» Direction: Copy every one of the records below word for word, line by line, without changing anything.
• • • • • • •
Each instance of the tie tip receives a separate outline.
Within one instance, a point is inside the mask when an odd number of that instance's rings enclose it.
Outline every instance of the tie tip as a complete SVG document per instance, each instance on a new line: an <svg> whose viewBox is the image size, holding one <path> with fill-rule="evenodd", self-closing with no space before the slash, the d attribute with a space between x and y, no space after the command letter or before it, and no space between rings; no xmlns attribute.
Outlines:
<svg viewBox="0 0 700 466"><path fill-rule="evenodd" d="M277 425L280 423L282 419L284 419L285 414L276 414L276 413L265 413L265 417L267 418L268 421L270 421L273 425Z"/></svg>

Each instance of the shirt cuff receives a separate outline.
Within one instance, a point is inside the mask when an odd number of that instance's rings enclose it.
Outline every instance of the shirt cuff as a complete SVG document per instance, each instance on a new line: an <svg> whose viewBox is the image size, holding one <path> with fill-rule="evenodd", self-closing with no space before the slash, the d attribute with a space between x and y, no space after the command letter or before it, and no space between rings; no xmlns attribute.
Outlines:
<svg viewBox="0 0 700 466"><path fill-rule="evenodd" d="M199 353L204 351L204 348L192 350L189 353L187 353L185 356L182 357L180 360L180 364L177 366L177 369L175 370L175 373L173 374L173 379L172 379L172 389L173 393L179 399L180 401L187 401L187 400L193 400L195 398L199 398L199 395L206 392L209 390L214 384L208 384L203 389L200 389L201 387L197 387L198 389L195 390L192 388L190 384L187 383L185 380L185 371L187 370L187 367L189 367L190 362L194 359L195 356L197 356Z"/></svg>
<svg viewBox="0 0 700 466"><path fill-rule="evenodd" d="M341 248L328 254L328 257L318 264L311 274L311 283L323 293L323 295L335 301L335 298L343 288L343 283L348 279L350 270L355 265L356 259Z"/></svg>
• • • • • • •
» Output:
Each instance of the tie tip receives a separate outline.
Within one instance, a point is inside the mask when an odd number of that instance's rings enclose it.
Outline every instance of the tie tip as a complete SVG document per instance, each instance on a new line: an <svg> whose viewBox is the image size, holding one <path> with fill-rule="evenodd", self-closing with no space before the slash, the d attribute with a space between x and y, no space after the command letter or before it, and no space between rings; no xmlns attribute.
Outlines:
<svg viewBox="0 0 700 466"><path fill-rule="evenodd" d="M277 425L280 423L282 419L284 419L285 414L276 414L276 413L265 413L265 417L267 418L268 421L270 421L273 425Z"/></svg>

Each instance of the shirt cuff receives a separate outline.
Within one instance, a point is inside the mask when an odd number of that instance's rings enclose it.
Outline every instance of the shirt cuff as a complete SVG document per instance, each instance on a new line: an <svg> whose viewBox is the image size, holding one <path> with fill-rule="evenodd", self-closing with no space before the slash, the d attribute with a space between x and y, no space after the command letter or before it, and no space between rings; no xmlns attribute.
Outlines:
<svg viewBox="0 0 700 466"><path fill-rule="evenodd" d="M199 353L204 351L204 348L192 350L189 353L187 353L185 356L182 357L180 360L180 364L177 366L177 369L175 370L175 373L173 374L173 379L172 379L172 389L173 393L179 399L180 401L187 401L187 400L193 400L195 398L199 398L199 395L206 392L209 390L214 384L208 384L203 389L200 389L201 387L197 387L198 389L195 390L192 388L190 384L187 383L185 380L185 371L187 370L187 367L189 367L190 362L194 359L195 356L197 356Z"/></svg>
<svg viewBox="0 0 700 466"><path fill-rule="evenodd" d="M341 248L328 254L328 257L318 264L311 274L311 283L323 293L323 295L335 301L335 298L343 288L343 283L348 279L350 270L355 265L356 259Z"/></svg>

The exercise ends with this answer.